● TASK INSTRUCTIONS
An exact copy of the listing is what is needed; please output it in full.

● DATASET ENTRIES
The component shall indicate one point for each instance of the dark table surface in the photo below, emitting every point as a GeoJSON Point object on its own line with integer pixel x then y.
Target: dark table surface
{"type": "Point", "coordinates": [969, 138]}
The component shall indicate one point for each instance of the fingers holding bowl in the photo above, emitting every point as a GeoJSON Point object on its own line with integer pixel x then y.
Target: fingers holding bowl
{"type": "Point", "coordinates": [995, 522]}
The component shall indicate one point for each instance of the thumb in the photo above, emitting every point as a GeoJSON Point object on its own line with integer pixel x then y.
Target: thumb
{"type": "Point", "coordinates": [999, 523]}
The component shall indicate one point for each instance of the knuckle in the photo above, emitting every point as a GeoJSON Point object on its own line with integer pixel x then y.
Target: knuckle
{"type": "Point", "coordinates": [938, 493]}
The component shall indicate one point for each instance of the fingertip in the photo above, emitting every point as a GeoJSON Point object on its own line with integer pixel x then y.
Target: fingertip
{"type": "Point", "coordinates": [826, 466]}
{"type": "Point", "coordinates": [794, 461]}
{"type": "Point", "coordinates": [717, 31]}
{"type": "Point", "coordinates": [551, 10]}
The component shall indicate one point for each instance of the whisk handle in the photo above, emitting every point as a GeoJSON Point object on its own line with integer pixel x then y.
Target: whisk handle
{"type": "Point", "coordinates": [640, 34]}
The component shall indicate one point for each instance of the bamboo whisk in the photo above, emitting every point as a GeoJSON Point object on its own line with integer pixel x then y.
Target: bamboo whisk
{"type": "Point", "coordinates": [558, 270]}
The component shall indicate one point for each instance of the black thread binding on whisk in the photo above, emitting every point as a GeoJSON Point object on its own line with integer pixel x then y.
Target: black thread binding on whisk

● RESPONSE TO THIS TASK
The component shall indicate one point for each instance of the dark table surface in the photo below, emitting every point as a GeoJSON Point object on its own line with integer pixel x then y.
Target: dark table surface
{"type": "Point", "coordinates": [969, 138]}
The component shall indicate one point for each instance of the fingers holding bowl in the photo above, emitting every point as a GeoJSON Point object on its own line with integer pixel x then y.
Target: fingers holding bowl
{"type": "Point", "coordinates": [995, 522]}
The component shall indicate one point for each instance of the thumb in the photo above, emitting every point as a GeoJSON Point object on its own line with integer pixel x then y.
Target: thumb
{"type": "Point", "coordinates": [999, 523]}
The component shall indicate one point for each instance of the knuckle in the photo above, emitting every point as a GeoJSON Point object on its own line with integer pixel x then y.
Target: knuckle
{"type": "Point", "coordinates": [938, 493]}
The component shall indicate one point for each instance of the fingertip in the photo above, emitting every point as a GeoJSON Point object on its own line with integer pixel x then y.
Target: fingertip
{"type": "Point", "coordinates": [826, 466]}
{"type": "Point", "coordinates": [794, 461]}
{"type": "Point", "coordinates": [717, 31]}
{"type": "Point", "coordinates": [551, 10]}
The component shall indicate one point for each instance of the whisk handle in the photo above, emitting every point as a GeoJSON Point object on its own line with integer pixel x then y.
Target: whisk handle
{"type": "Point", "coordinates": [640, 34]}
The component shall indicate one point for each instance of the bamboo whisk in the photo above, emitting every point as a GeoJSON Point object on its own line with integer pixel x then y.
Target: bamboo whisk
{"type": "Point", "coordinates": [558, 270]}
The component shall indicate one point for each instance of the black thread binding on whisk in the photo above, emitting every point as a GeoJSON Point object on its own line with integer pixel x then y.
Target: black thread binding on whisk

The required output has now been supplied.